• [Task brief]:
Locate the line containing "Spot the ceiling fan blade" in the data below. Reproduce it and every following line up to the end, exactly as given.

• [Dataset excerpts]:
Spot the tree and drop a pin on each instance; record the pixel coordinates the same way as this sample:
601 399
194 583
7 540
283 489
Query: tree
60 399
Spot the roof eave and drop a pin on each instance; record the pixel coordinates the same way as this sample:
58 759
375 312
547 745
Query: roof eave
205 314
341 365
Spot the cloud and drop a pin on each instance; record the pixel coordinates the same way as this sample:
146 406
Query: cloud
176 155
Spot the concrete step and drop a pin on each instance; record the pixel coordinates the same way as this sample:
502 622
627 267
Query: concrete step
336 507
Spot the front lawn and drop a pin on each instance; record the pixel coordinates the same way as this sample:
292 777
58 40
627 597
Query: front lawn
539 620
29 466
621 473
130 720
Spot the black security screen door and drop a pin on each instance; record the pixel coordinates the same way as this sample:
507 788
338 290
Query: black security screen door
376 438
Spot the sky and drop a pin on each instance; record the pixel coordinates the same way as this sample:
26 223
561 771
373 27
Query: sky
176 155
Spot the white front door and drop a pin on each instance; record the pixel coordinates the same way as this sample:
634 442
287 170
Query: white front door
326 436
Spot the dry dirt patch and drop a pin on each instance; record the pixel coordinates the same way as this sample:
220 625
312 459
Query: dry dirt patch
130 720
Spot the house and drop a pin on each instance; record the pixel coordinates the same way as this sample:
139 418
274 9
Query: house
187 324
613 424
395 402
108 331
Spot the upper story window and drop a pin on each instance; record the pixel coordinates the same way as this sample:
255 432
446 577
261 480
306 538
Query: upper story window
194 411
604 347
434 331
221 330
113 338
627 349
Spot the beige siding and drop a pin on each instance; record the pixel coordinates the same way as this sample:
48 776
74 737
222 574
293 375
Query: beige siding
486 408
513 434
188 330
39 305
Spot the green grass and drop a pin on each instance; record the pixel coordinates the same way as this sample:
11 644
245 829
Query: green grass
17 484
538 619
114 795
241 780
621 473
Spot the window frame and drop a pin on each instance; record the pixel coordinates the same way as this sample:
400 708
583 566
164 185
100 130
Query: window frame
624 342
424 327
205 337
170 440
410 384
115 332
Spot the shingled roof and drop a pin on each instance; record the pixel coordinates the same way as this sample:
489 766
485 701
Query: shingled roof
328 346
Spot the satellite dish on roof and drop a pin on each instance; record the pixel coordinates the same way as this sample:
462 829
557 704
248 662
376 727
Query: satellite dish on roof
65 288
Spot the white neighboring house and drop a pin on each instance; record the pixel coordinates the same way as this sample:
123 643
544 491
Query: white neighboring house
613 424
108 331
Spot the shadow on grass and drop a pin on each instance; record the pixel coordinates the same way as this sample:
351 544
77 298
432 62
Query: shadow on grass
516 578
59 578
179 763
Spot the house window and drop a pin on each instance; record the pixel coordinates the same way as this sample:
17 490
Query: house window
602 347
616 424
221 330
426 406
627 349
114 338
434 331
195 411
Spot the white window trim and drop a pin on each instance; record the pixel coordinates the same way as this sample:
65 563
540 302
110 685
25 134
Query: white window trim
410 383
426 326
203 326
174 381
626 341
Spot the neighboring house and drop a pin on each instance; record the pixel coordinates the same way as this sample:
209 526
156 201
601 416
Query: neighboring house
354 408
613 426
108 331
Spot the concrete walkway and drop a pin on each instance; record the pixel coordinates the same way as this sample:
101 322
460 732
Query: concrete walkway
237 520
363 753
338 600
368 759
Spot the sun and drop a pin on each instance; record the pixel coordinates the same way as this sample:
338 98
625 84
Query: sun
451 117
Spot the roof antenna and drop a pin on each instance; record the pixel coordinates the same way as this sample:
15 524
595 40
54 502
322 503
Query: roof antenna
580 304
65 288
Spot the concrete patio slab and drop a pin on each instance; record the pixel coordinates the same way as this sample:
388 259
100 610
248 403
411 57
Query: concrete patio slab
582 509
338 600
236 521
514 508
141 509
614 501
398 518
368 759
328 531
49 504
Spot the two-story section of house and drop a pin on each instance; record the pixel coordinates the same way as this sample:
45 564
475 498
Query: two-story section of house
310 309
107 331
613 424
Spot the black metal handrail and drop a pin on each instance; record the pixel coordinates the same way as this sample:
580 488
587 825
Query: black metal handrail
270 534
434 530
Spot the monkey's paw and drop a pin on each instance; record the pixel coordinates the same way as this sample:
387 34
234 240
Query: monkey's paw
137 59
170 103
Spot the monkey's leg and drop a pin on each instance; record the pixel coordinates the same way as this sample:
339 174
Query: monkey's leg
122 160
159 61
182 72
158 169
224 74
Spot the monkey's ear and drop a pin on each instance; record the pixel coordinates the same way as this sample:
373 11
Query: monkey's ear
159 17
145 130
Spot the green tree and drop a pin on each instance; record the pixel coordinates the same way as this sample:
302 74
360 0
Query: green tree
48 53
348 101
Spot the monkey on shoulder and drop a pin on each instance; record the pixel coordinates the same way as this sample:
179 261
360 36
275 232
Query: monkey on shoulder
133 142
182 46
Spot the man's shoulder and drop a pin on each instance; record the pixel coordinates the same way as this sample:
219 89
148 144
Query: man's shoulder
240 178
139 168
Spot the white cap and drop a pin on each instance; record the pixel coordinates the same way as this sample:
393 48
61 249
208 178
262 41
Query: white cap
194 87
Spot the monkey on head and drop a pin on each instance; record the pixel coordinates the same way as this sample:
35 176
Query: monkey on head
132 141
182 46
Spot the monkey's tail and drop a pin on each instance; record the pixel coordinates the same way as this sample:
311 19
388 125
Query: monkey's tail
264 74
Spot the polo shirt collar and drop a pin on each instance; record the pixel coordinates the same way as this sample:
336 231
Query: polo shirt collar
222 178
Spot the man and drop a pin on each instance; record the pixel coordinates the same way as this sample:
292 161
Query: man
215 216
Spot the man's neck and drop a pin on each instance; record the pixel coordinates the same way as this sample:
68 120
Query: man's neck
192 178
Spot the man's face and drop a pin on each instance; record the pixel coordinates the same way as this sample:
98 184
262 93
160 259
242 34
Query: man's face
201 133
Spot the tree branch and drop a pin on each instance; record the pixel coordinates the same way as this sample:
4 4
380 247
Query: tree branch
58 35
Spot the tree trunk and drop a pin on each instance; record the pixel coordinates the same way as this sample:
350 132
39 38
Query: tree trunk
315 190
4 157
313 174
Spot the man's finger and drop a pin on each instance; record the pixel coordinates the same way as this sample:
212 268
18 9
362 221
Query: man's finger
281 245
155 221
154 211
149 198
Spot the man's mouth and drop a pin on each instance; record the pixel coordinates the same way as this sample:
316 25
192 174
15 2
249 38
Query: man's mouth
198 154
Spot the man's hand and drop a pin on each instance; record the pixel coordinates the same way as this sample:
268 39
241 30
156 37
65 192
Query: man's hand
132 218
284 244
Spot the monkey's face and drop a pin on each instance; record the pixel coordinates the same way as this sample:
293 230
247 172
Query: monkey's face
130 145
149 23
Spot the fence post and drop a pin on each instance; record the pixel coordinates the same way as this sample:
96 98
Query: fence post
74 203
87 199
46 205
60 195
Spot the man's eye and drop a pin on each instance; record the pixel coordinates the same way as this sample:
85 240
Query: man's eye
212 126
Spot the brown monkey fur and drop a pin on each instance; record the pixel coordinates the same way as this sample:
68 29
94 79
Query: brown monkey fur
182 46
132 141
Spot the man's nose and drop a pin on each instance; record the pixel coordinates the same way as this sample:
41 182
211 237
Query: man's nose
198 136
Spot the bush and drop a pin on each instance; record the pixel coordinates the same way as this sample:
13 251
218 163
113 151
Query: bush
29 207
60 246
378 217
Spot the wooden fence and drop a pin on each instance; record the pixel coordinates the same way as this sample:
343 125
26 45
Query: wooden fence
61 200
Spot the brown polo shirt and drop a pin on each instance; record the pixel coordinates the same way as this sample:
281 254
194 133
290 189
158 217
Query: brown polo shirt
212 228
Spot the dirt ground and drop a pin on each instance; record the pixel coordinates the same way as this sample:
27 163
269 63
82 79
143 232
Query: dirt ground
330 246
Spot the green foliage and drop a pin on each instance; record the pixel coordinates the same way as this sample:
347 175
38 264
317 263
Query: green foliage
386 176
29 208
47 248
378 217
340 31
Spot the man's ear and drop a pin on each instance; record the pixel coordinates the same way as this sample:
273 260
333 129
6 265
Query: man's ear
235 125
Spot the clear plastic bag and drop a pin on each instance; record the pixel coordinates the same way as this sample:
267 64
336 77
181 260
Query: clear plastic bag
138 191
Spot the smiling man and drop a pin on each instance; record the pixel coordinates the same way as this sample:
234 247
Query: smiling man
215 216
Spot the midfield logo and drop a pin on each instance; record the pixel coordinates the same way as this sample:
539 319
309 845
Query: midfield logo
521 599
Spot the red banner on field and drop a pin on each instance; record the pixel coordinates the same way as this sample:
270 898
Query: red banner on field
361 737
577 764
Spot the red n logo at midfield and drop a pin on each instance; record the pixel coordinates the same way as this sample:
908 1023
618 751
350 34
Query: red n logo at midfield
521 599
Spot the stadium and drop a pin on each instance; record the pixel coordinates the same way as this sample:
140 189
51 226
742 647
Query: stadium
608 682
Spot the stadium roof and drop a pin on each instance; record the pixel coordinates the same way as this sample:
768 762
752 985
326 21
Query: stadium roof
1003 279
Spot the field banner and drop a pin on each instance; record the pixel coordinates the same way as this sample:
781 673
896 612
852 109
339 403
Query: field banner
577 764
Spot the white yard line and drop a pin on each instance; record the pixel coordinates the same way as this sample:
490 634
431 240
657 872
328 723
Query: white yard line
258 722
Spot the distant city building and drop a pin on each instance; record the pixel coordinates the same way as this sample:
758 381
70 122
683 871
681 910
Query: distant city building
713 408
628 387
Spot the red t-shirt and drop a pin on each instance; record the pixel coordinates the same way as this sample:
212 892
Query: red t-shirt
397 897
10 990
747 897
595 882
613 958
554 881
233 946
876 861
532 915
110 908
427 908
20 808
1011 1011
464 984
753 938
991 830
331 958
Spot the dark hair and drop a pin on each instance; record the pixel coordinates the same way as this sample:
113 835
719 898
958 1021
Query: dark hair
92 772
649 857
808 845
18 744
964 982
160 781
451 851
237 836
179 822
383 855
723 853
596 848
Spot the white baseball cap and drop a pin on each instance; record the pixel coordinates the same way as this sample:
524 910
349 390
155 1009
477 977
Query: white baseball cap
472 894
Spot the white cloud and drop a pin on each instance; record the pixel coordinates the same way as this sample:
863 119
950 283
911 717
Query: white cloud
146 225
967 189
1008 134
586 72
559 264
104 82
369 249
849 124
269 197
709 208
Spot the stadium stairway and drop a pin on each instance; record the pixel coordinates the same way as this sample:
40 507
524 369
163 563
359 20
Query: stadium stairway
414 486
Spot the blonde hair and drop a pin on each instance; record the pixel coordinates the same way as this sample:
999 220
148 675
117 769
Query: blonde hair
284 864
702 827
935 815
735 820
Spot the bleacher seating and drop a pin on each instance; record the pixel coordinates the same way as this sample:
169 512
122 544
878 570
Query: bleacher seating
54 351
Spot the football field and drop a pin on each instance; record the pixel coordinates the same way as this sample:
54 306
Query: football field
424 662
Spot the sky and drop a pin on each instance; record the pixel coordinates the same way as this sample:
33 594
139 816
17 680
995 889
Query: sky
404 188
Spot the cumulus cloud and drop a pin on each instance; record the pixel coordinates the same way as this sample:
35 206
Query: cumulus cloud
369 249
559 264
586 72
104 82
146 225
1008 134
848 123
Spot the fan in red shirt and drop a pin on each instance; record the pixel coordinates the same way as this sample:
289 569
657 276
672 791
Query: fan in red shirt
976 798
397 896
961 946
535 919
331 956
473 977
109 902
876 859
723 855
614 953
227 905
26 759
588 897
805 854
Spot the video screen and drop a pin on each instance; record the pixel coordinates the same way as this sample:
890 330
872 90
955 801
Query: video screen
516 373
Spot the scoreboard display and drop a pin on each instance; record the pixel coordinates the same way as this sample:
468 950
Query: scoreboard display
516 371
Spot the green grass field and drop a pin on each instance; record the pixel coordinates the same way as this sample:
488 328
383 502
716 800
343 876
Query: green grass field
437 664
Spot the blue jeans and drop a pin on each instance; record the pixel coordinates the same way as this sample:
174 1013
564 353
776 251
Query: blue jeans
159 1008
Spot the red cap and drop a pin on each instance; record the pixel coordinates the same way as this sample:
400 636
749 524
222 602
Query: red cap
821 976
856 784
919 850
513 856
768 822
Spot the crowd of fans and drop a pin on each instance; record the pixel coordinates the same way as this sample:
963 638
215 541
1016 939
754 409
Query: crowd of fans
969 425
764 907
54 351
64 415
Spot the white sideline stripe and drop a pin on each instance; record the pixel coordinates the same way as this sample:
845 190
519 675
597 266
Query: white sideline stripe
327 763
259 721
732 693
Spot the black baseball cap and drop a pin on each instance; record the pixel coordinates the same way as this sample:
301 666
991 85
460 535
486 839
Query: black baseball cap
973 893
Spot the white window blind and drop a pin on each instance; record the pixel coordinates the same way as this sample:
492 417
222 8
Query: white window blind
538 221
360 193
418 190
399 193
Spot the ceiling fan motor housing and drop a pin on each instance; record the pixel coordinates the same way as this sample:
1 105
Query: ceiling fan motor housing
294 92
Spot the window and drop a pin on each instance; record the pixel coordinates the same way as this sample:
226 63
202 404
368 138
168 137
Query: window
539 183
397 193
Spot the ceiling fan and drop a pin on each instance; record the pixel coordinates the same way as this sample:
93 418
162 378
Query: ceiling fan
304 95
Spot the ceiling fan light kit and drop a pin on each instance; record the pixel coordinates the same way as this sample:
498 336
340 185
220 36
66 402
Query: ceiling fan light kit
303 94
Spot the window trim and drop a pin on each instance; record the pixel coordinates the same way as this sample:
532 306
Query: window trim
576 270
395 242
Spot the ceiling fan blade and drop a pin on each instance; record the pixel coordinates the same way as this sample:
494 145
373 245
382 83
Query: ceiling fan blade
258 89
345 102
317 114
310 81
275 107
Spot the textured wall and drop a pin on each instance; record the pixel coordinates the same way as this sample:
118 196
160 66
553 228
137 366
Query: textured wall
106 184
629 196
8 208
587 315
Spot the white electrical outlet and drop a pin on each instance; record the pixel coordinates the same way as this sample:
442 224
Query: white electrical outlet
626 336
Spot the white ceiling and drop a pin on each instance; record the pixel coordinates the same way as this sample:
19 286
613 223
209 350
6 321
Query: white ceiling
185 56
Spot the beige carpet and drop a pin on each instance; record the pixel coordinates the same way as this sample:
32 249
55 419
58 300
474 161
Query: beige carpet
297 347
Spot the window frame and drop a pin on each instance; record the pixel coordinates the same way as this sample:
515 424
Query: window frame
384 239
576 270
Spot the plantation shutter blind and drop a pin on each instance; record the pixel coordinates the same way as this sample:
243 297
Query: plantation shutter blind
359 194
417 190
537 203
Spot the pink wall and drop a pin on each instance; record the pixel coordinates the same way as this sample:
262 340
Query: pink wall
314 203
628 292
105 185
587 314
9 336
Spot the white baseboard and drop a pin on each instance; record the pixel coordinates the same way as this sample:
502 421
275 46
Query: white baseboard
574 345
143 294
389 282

• [Exercise response]:
Spot the ceiling fan blade and drop a pin on each instance; record the pixel coordinates the same way as this sample:
494 145
373 245
382 83
Query: ceiling fan blade
258 89
345 102
317 114
310 81
275 107
Spot the textured wall and drop a pin on each instance; record the pixel coordinates the same way as this sample:
118 196
160 66
553 228
137 366
Query: textured wall
106 184
629 196
8 208
587 315
Spot the white electrical outlet and drop a pin on each instance; record the pixel coordinates the same way as this sample:
442 224
Query: white electrical outlet
626 336
Spot the white ceiling and drop a pin on each instance; record the pixel coordinates the same way as this sample:
19 286
613 223
209 350
6 321
Query: white ceiling
185 56
Spot the beige carpet and drop a pin on each instance; record the pixel coordinates the same way as this sample:
32 249
55 419
58 300
474 161
Query: beige carpet
297 347
Spot the window frame and drop a pin on each instance; record the pixel coordinates the same way as this sample:
515 424
Query: window frame
384 239
576 270
Spot the plantation shutter blind and drop a pin on each instance; record the pixel coordinates the same way as this sample:
243 297
Query: plantation shutter blind
359 194
417 190
537 203
Spot the pink wall and drop a pin on each instance; record the pixel coordinates the same way as this sample:
262 340
Query: pink wall
314 203
628 292
105 185
587 314
9 336
Spot the white baseboard and drop a pin on each instance; record the pixel coordinates the same way as this sample:
502 421
275 46
Query: white baseboard
574 345
143 294
389 282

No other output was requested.